● **Work instructions**:
Count the lines in the records below that contain the string "rocky", treating case as significant. Reply with the number only.

═══ Entries shown

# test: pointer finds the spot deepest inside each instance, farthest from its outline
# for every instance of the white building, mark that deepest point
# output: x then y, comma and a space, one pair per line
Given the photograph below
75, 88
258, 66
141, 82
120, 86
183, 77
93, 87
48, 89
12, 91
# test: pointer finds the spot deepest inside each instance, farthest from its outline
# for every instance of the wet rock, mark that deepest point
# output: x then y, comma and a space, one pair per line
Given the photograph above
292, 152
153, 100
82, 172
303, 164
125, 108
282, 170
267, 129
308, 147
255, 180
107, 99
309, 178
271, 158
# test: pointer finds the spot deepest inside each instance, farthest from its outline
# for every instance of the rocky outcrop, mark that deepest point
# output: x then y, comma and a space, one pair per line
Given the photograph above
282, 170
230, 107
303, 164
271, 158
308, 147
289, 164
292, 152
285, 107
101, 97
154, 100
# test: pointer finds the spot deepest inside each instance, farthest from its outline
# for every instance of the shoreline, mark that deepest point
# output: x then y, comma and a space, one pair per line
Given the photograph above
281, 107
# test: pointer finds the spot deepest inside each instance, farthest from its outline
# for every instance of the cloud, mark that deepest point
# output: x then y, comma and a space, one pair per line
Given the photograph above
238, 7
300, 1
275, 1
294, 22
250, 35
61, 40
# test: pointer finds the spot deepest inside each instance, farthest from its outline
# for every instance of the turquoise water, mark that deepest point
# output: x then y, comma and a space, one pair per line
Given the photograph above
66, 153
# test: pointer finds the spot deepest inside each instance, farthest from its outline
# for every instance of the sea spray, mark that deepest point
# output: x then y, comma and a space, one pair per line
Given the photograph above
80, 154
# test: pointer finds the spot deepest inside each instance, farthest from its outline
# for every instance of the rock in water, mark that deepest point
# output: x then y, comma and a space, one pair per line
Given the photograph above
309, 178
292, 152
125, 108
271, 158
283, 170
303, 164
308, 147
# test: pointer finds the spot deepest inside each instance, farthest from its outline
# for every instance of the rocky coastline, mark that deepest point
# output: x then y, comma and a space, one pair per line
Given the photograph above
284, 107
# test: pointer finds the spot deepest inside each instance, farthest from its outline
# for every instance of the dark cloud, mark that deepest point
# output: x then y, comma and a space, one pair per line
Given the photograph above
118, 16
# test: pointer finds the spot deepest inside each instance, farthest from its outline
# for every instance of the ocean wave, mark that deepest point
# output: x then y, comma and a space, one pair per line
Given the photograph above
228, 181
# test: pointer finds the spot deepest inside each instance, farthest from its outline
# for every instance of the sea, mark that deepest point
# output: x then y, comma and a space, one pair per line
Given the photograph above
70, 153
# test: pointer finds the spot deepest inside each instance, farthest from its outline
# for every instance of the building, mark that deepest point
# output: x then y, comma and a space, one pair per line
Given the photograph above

══════

● **Solution for this exercise**:
2